[BEGIN Data supplied]
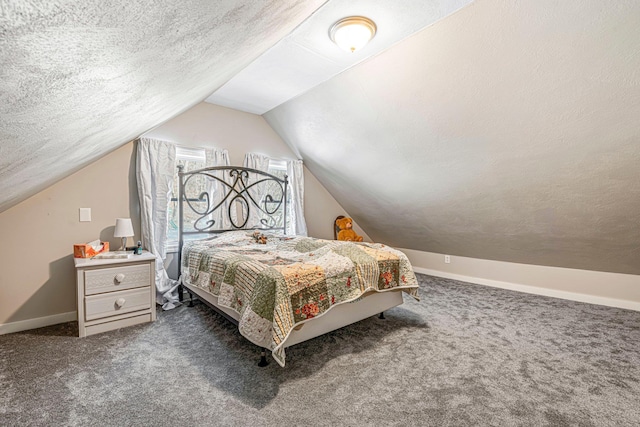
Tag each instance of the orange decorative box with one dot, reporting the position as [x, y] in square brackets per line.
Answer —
[85, 250]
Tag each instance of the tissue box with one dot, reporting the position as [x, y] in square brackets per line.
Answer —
[86, 251]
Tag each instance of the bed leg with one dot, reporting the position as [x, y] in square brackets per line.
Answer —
[263, 358]
[190, 299]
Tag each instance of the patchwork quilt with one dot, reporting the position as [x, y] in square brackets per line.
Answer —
[276, 286]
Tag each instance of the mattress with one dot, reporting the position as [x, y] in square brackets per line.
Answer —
[275, 287]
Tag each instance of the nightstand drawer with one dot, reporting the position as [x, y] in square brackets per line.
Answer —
[116, 278]
[114, 303]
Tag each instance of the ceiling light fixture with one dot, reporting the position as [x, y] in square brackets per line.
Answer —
[352, 33]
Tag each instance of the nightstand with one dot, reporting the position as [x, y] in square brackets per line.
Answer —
[114, 293]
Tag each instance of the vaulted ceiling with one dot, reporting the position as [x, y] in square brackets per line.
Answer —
[80, 78]
[507, 131]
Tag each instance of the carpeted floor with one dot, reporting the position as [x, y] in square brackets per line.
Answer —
[465, 355]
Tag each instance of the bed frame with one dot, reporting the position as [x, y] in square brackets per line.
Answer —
[236, 189]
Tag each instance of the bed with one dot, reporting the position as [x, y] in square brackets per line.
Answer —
[287, 289]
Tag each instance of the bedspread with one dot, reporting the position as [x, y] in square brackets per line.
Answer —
[275, 286]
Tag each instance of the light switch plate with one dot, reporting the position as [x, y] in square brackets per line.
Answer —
[85, 214]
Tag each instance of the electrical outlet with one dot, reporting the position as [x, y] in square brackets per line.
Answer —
[85, 214]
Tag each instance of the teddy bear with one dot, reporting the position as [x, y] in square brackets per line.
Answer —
[346, 230]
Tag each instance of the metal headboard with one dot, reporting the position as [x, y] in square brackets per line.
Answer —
[236, 193]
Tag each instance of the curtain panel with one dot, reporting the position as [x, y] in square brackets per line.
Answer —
[296, 223]
[155, 169]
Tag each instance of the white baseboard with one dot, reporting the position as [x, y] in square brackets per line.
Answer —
[591, 299]
[24, 325]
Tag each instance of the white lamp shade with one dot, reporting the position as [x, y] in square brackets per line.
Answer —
[124, 228]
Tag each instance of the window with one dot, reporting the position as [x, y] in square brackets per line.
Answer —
[278, 168]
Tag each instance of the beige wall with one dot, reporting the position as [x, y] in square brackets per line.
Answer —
[597, 287]
[507, 131]
[208, 125]
[36, 272]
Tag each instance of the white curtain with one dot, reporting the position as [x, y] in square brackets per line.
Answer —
[217, 190]
[261, 163]
[297, 225]
[156, 163]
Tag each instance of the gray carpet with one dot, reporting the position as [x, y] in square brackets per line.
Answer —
[465, 355]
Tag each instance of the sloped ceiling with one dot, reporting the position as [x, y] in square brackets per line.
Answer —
[508, 131]
[80, 78]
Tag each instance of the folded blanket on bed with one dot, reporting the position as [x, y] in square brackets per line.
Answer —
[289, 280]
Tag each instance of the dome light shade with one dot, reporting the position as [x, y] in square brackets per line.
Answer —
[352, 33]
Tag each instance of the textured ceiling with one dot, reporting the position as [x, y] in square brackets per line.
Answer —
[80, 78]
[308, 57]
[507, 131]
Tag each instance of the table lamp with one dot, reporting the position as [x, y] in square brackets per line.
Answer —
[124, 229]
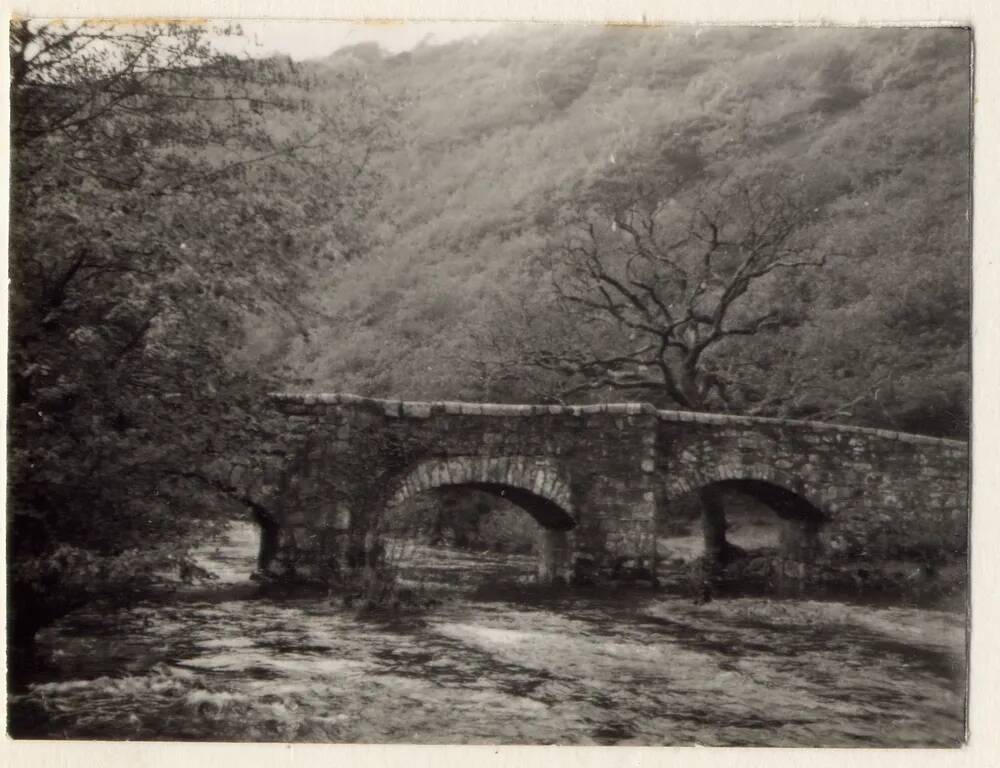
[END Data supplied]
**Stated problem:** Repeat the lines verbatim from the line containing "Tag each instance of the textured" through the end of the records, omitting the pictures.

**Solved exercise:**
Tag each instance of the textured ceiling with one dot, reporting the position as [x, y] in square brackets per line.
Answer —
[80, 78]
[308, 57]
[507, 131]
Tag each instance of the table lamp with one dot, reporting the position as [x, y] in square brackets per line.
Answer —
[124, 229]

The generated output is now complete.